### EXERCISE
Write out, from the entries below, exactly the lines that run between the lines holding "target = sea foam near shore" and "request = one point per instance of the dry", inclusive, and stop there.

### RECORD EXTRACTS
........

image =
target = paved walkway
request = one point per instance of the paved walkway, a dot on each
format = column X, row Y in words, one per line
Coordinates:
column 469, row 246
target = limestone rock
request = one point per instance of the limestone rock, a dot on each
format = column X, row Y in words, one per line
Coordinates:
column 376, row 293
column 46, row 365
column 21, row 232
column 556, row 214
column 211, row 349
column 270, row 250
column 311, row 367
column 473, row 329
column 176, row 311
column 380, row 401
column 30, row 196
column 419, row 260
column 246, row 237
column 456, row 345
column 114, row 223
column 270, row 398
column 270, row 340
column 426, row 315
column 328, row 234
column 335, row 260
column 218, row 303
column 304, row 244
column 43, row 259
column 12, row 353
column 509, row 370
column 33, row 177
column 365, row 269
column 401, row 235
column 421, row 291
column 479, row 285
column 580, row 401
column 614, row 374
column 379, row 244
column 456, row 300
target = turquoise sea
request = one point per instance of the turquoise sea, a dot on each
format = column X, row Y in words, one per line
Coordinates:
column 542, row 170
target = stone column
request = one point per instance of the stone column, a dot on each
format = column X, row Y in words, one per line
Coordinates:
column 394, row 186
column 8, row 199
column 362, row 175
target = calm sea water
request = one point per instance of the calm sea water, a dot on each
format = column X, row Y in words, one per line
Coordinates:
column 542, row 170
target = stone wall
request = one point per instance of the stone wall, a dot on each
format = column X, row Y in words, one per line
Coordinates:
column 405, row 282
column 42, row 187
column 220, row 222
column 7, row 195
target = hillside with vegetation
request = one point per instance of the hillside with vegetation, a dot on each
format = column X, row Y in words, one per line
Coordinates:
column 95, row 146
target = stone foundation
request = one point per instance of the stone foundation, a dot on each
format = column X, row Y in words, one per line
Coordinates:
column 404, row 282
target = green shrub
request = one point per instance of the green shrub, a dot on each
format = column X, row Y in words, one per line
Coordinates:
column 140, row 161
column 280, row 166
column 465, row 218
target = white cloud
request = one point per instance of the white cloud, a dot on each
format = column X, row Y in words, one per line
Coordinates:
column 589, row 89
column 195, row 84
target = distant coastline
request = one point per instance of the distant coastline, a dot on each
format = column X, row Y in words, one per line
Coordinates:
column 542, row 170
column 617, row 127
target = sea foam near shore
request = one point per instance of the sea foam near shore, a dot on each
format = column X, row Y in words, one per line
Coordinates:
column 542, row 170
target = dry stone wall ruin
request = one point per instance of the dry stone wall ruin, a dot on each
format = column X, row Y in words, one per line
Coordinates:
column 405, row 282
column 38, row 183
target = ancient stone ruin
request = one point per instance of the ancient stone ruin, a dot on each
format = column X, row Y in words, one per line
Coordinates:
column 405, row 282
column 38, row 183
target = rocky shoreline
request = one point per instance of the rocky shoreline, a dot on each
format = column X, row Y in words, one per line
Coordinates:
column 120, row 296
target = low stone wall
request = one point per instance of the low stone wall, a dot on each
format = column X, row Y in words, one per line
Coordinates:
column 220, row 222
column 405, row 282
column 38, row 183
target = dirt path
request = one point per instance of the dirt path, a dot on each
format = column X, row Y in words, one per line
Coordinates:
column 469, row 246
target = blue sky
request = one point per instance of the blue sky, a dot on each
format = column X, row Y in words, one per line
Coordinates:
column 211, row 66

........

### EXERCISE RESPONSE
target = sea foam near shore
request = one point per instance of the sea foam near shore, a dot on each
format = column X, row Y in words, one per line
Coordinates:
column 542, row 170
target = dry stone wall ruin
request = one point per instance of the dry stone wall ruin, a dot on each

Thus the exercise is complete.